_Excerpt to read_
As a teenager, Jameel Alausa loved playing basketball for the University of Chicago Laboratory Schools. But his teachers and family had a different mindset: You can’t play sports and do well in school, so pick one.
“I was always at odds with them on this,” said Alausa, 25, whose parents emigrated from Nigeria. “I thought I could do both.”
Alausa persevered and balanced both pursuits, ultimately playing for Yale University while earning a degree in economics. As his educational career blossomed, leading him to the Pritzker School of Medicine, he watched others struggle when their basketball dreams ended without a backup career plan.
“A lot of my teammates and friends saw basketball as their only outlet to success, and when they weren’t able to reach the NBA, they were severely impacted,” said Alausa, who is now a second-year student at Pritzker. “Some of them ended up engaging in activities that unfortunately led to them passing away or going to jail.”
Those scenarios set Alausa and a group of college and former professional athletes studying medicine off on a mission to provide underserved students with exposure to medical careers and mentoring.
Their organization, Sneakers to Scrubs, aims to increase the number of Black men in the field by tapping into a deep well of potential: the youth football and basketball teams on the south and west sides of Chicago.
‘We’ve walked the same path’
Dressed in scrubs, the group’s volunteers visit schools and sports leagues to conduct training sessions on topics like concussion awareness and first aid, and to discuss a wide range of careers in medicine — a field their audiences may not have considered for many reasons.

_Task prompt_
Carry on the article about Sneakers to Scrubs from the point where it stops, before you turn to the entries.

_Excerpted records_

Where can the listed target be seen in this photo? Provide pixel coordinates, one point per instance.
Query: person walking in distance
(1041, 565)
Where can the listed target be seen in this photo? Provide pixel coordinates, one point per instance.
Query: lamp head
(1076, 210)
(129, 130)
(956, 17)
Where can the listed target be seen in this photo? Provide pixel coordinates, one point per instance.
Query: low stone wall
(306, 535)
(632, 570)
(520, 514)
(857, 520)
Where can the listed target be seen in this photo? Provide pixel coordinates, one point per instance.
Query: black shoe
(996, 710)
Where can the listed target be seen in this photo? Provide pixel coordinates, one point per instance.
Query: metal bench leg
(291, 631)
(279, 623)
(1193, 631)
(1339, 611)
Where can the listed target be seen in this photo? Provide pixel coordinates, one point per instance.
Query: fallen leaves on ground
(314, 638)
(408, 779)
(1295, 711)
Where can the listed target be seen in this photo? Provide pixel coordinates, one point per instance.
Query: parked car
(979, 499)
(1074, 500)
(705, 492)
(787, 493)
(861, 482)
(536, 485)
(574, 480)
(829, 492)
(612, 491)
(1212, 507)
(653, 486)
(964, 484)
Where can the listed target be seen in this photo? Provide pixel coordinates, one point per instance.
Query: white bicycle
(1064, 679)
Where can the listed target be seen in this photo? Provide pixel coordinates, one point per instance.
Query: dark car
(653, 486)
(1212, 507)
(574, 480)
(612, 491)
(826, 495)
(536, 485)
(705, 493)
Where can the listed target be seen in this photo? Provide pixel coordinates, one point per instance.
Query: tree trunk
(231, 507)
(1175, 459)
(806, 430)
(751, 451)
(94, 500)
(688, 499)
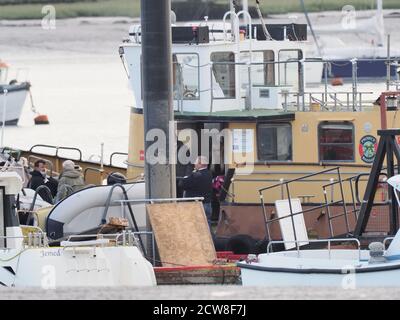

_Exercise result_
“Someday, the ball stops bouncing for everyone, so student-athletes have to ask themselves what’s next,” said 24-year-old Solomon Egbe, a second-year Pritzker student and former Harvard University football player.
With Alausa, he manages Sneakers to Scrubs alongside Marcus Allen, also a second-year Pritzker student, and Lord Hyeamang, who is in his second year at Rush Medical College.
“The magic really happens when we put medicine as a career option in front of students who had never considered it before or thought it was a field not accessible to them,” Egbe said. “As former athletes and men of color, we can relate to their experiences and challenges they may be facing now or in the future—we’ve walked that same path.”
The path might appear less traveled. Although Black people make up roughly 12% of the country’s population, only 5.7% of its doctors are Black, according to 2022 data from the Association of American Medical Colleges.